↓

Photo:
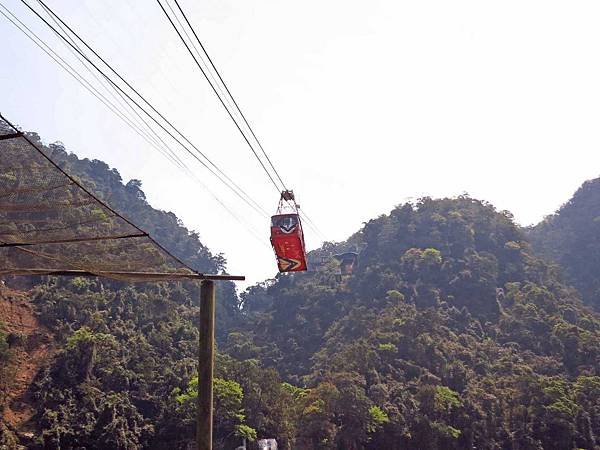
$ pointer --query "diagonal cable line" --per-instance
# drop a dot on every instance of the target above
(217, 172)
(230, 94)
(215, 91)
(81, 80)
(74, 74)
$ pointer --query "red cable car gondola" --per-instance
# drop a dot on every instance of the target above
(287, 237)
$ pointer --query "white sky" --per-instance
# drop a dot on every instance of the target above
(361, 105)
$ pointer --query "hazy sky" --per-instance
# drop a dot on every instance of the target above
(360, 104)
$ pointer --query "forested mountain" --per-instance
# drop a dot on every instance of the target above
(571, 237)
(452, 333)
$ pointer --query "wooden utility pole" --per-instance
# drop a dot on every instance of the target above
(206, 361)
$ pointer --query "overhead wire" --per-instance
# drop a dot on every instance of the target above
(98, 95)
(70, 70)
(215, 170)
(230, 94)
(217, 94)
(115, 94)
(230, 99)
(186, 168)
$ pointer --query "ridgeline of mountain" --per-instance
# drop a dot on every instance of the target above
(452, 333)
(571, 237)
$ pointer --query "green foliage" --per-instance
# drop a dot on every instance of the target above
(377, 418)
(570, 237)
(451, 334)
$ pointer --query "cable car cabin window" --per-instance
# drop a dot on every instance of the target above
(287, 223)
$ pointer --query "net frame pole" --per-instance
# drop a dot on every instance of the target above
(206, 361)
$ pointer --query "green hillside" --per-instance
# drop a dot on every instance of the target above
(571, 237)
(451, 334)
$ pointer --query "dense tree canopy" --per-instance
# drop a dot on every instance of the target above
(571, 237)
(452, 333)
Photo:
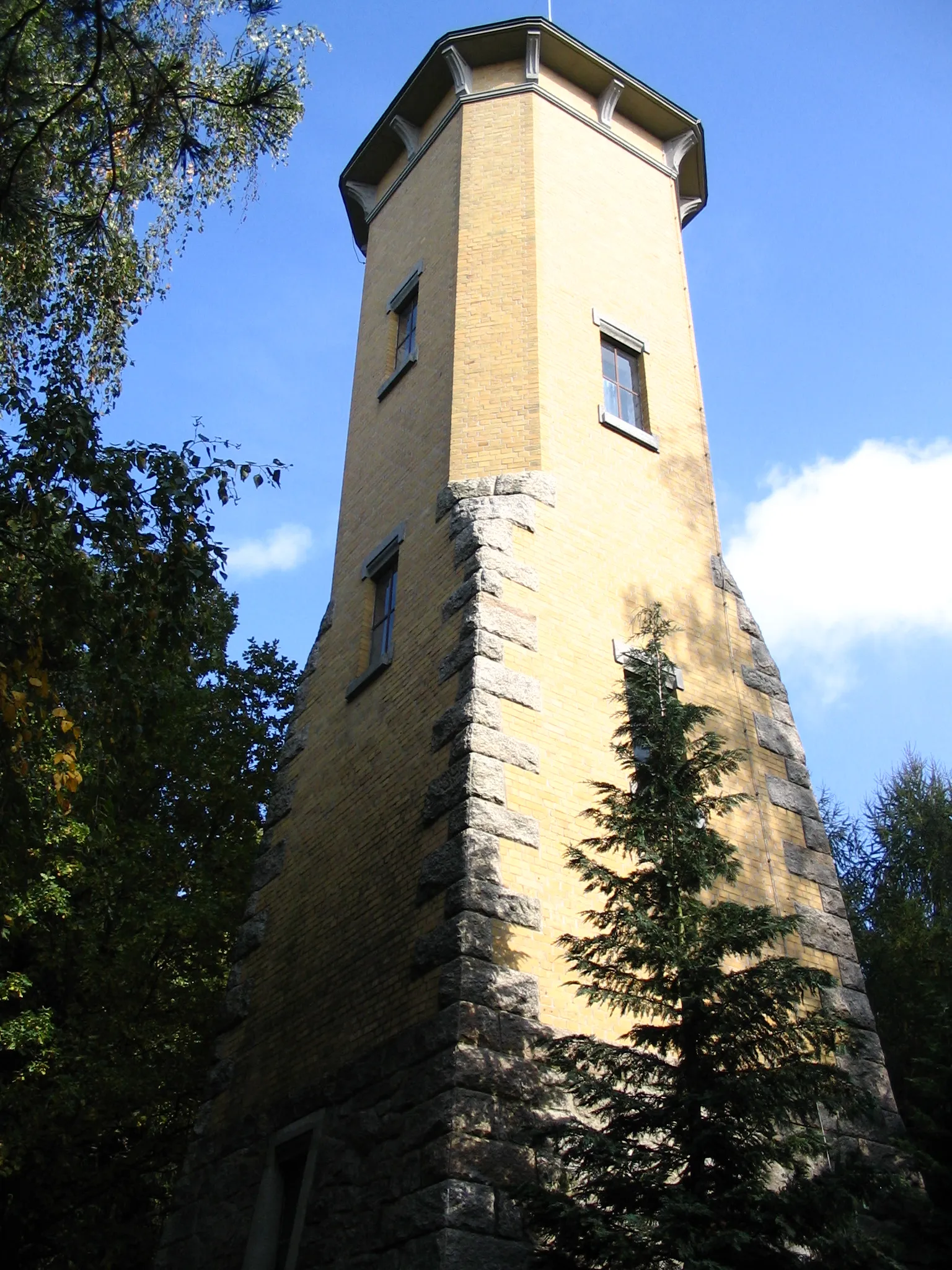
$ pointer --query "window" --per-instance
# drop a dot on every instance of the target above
(407, 332)
(384, 606)
(621, 383)
(380, 569)
(403, 306)
(291, 1160)
(278, 1220)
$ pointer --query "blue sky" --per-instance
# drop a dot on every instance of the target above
(822, 286)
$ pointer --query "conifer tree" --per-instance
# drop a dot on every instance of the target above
(696, 1141)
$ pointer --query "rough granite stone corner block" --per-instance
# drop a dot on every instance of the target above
(477, 739)
(501, 620)
(475, 487)
(792, 798)
(472, 776)
(505, 564)
(762, 657)
(294, 745)
(487, 985)
(826, 933)
(539, 486)
(491, 818)
(798, 774)
(478, 643)
(723, 577)
(249, 936)
(268, 865)
(851, 974)
(815, 835)
(472, 708)
(495, 535)
(500, 681)
(850, 1005)
(484, 579)
(780, 738)
(810, 864)
(746, 619)
(517, 508)
(762, 682)
(464, 935)
(484, 897)
(281, 803)
(833, 902)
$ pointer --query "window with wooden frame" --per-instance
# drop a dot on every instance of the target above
(407, 332)
(621, 384)
(384, 611)
(380, 569)
(281, 1208)
(403, 308)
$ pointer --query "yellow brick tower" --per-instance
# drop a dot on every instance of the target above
(527, 465)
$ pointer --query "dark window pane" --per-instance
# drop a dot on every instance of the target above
(384, 607)
(625, 370)
(630, 408)
(407, 332)
(291, 1160)
(611, 390)
(620, 383)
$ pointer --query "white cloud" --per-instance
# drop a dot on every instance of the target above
(284, 549)
(851, 550)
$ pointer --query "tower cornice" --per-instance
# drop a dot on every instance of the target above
(447, 69)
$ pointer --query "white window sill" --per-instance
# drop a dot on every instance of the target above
(368, 676)
(627, 430)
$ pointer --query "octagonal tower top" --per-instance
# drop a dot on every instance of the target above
(542, 59)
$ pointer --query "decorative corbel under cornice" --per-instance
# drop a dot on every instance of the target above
(685, 206)
(677, 148)
(460, 69)
(534, 50)
(609, 100)
(364, 195)
(408, 133)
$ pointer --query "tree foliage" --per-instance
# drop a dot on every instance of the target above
(896, 870)
(695, 1141)
(135, 752)
(121, 121)
(135, 760)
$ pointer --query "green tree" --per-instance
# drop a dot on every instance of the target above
(135, 752)
(135, 761)
(896, 870)
(121, 121)
(695, 1141)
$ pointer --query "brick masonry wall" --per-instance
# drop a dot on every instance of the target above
(398, 963)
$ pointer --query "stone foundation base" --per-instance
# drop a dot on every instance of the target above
(414, 1151)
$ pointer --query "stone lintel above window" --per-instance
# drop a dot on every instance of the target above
(620, 334)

↑

> GIVEN TASK
Reproduce the records, all of them, word for word; omit the pictures.

> ANSWER TO THIS PROBLEM
Photo:
$ pointer --query "diagonal cable line" --per-instance
# drop a dot on every instance of the target above
(217, 172)
(230, 94)
(215, 91)
(81, 80)
(74, 74)
$ pointer --query "red cable car gondola" --per-instance
# drop a dot on every instance of the target above
(287, 237)
$ pointer --query "white sky" --per-instance
# drop a dot on every instance of the target above
(361, 105)
$ pointer --query "hazy sky" --per-instance
# drop a dot on every instance of the target above
(360, 104)
$ pointer --query "forested mountain" --per-instance
# drop a dot on every instance of the target above
(571, 237)
(452, 333)
$ pointer --query "wooden utility pole" --per-instance
# drop a dot on every instance of the target above
(206, 361)
$ pointer --query "overhead wire" --per-instance
# drop a dot on every instance of the target above
(98, 95)
(70, 70)
(215, 170)
(230, 94)
(217, 94)
(115, 94)
(230, 99)
(186, 168)
$ pointer --query "ridgeline of mountain" --per-instance
# drop a dot on every instance of the target above
(452, 333)
(571, 237)
$ pointer --query "green foliage" --per-instance
# drop a dot on every instance of the target above
(377, 418)
(570, 237)
(451, 334)
$ pointer --query "cable car cabin window" --per-instance
# drop a dot on every instance of the target above
(287, 223)
$ pointer --query "net frame pole" --per-instance
# drop a dot on every instance of the target above
(206, 361)
$ pointer --query "green hillside" --per-instance
# drop a dot on every instance of the target above
(571, 237)
(451, 334)
$ pointer --query "dense tree canopy" --per-instance
# drop a dot on every instance of the target above
(571, 237)
(452, 333)
Photo:
$ pointer --query "window" --per-instance
# drop a dot on every instance of the target above
(407, 332)
(384, 606)
(621, 383)
(380, 569)
(403, 306)
(291, 1160)
(278, 1220)
$ pointer --query "blue sky" --per-instance
# drop a dot on every instance of the target above
(822, 286)
$ pointer --query "conifer tree" --per-instance
# drop a dot on every instance of the target above
(696, 1141)
$ pointer --query "rough granite stone corner block" --per-instance
# drop a dot on every instance of the target above
(477, 739)
(501, 620)
(475, 487)
(792, 798)
(472, 776)
(505, 564)
(762, 657)
(294, 745)
(487, 985)
(826, 933)
(539, 486)
(491, 818)
(798, 774)
(478, 643)
(723, 577)
(249, 936)
(268, 865)
(851, 974)
(815, 835)
(472, 708)
(495, 535)
(500, 681)
(850, 1005)
(484, 579)
(780, 738)
(810, 864)
(746, 619)
(517, 508)
(762, 682)
(464, 935)
(484, 897)
(281, 803)
(833, 902)
$ pointer --query "window with wooden frame" --per-instance
# drop a dot on every instance of the target above
(407, 332)
(621, 384)
(384, 611)
(380, 569)
(281, 1208)
(403, 308)
$ pointer --query "yellow brick tower" --per-instance
# drop a dot on every instance of the target above
(527, 465)
$ pointer --query "dark window pane" --per-instance
# drop a dot on every instance of the target above
(384, 607)
(625, 370)
(630, 408)
(407, 332)
(291, 1160)
(611, 390)
(620, 383)
$ pointer --query "white cloud" --per-instance
# drop a dot on every instance of the target above
(284, 549)
(851, 550)
$ pointer --query "tower cornice" --per-instance
# drop a dot on every instance of the target above
(447, 69)
$ pointer --query "white window sill" --per-instance
# drop a dot on every instance of the target above
(368, 676)
(627, 430)
$ pointer --query "octagonal tower top" --per-instance
# drop a dot on every instance of the target above
(542, 59)
$ pointer --query "decorative corbel under cornice" --per-instance
# drop a dot on every instance of the target above
(685, 206)
(677, 148)
(460, 69)
(534, 50)
(609, 100)
(364, 195)
(408, 133)
$ pointer --query "tree foliage" --per-instance
# drop a dot on every instance of the target above
(896, 870)
(695, 1141)
(135, 752)
(121, 121)
(135, 760)
$ pointer --query "green tree" --per-instance
# drop a dot on every instance of the target above
(135, 752)
(135, 761)
(896, 870)
(121, 121)
(695, 1141)
$ pointer --query "brick masonry wall" --per-instance
# drop a dot on every instance of the target above
(398, 963)
$ pointer --query "stone foundation base" --per-instance
# drop a dot on every instance of the target above
(414, 1151)
$ pointer --query "stone lintel above window" --per-instance
# drop a dot on every instance of the target above
(620, 334)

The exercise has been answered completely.